Text excerpt:

[start]

During the initial conversion tumult, I sent the book off to a Kindle book prep guy who does this for a living. So, in the next two weeks a new version (probably a single version for all Kindles) will replace the current one. The content of the new version will be identical to the one that's up now, but it will have an active table of contents, the ability to jump from one chapter to the next, and - yes - cover art.

If you do decide to get the book now, I suppose you could just delete this version and re-download after the replacement is posted (I'll let everyone know when that happens). But if you do read it, please, please, please leave a review. I'm not much of a reviewer myself, but it the case of a new author your (hopefully) positive review could have a major impact on the trajectory of the book.

Thanks for your patience and support, everyone!


----------



## Greg Banks (May 2, 2009)

> The content of the book is identical across both versions. It's only the dimensions of the cover art that differs. My goal was to tailor the cover art to each type of Kindle...


Not necessary. The smaller screened Kindles will size the large image down. I was fortunate in that I used larger images for my covers anyway (1200 pixels tall), so when the DX was released, all my covers were already sized perfectly for the DX as well.


----------



## Brad Marlowe (Oct 2, 2009)

Thanks, Greg.

[end]

Given data:
[start]

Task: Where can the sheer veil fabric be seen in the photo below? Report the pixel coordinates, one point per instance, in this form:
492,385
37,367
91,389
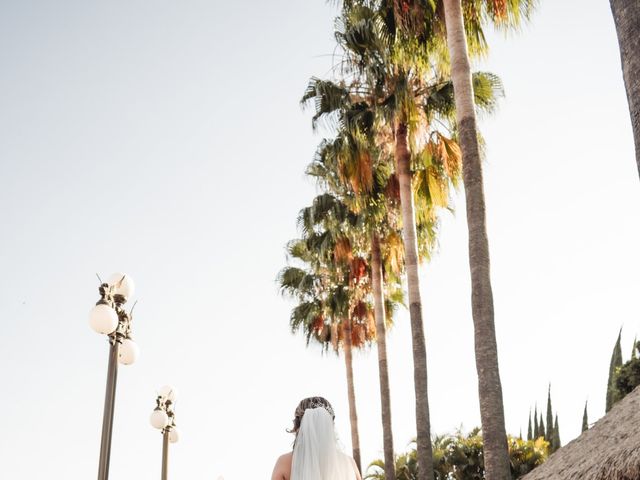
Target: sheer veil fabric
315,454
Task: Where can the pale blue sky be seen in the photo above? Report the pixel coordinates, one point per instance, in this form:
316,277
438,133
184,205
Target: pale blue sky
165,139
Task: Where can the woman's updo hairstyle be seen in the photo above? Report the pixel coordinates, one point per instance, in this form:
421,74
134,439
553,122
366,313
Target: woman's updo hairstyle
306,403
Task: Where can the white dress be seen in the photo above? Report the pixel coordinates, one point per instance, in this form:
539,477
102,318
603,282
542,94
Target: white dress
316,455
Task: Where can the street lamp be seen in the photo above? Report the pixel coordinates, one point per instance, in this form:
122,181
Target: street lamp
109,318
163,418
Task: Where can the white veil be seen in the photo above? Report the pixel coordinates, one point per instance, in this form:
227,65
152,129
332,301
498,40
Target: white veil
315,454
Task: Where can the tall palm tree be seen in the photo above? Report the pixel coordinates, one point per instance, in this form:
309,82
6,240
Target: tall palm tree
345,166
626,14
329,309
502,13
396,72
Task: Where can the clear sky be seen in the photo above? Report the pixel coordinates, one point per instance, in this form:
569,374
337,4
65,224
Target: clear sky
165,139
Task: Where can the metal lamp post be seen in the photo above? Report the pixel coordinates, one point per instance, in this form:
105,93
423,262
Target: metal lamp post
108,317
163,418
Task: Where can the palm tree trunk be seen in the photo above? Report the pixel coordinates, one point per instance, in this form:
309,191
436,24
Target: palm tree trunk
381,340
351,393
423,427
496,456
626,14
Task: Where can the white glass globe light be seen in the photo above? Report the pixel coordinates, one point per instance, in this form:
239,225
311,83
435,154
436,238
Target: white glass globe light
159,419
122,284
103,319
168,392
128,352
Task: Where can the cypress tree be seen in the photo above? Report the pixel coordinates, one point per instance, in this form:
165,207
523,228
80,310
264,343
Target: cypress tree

[end]
[start]

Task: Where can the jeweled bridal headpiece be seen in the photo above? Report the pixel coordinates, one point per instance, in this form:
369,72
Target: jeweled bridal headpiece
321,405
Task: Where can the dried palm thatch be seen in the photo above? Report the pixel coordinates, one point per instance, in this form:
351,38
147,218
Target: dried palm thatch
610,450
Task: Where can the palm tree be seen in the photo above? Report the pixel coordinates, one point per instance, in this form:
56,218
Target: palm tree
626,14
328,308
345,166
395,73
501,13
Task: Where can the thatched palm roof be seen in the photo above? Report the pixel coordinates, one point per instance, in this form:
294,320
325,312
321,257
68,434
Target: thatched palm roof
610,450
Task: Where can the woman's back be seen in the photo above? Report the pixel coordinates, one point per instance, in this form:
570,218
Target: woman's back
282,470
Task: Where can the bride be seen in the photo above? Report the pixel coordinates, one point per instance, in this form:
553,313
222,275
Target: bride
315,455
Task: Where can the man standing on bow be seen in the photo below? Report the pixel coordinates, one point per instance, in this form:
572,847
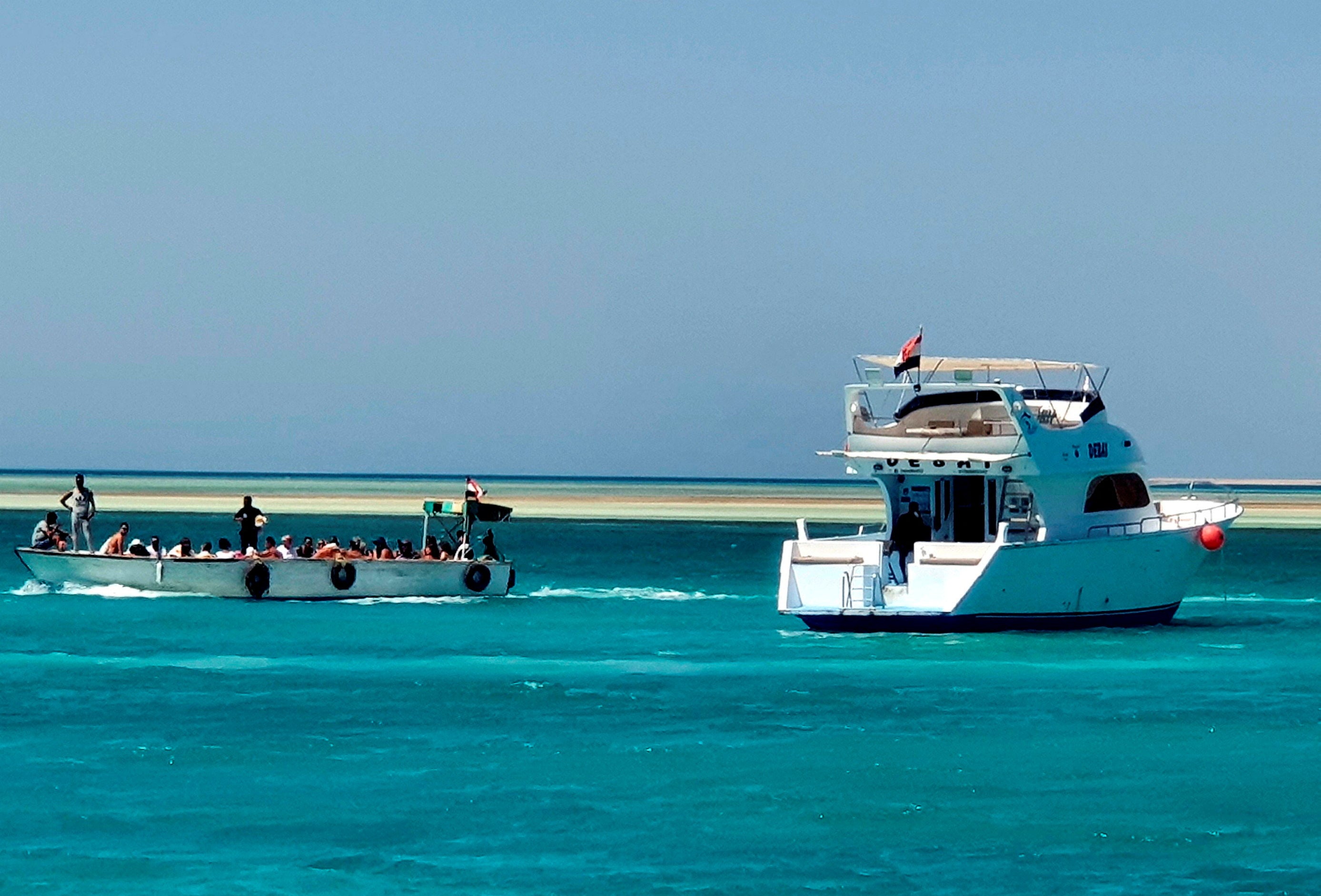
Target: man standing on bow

[end]

Written problem:
According to the Kindle book thread, how tall were the images Greg Banks used for his covers? These records were drawn from a separate source.

Answer to this exercise:
1200 pixels tall.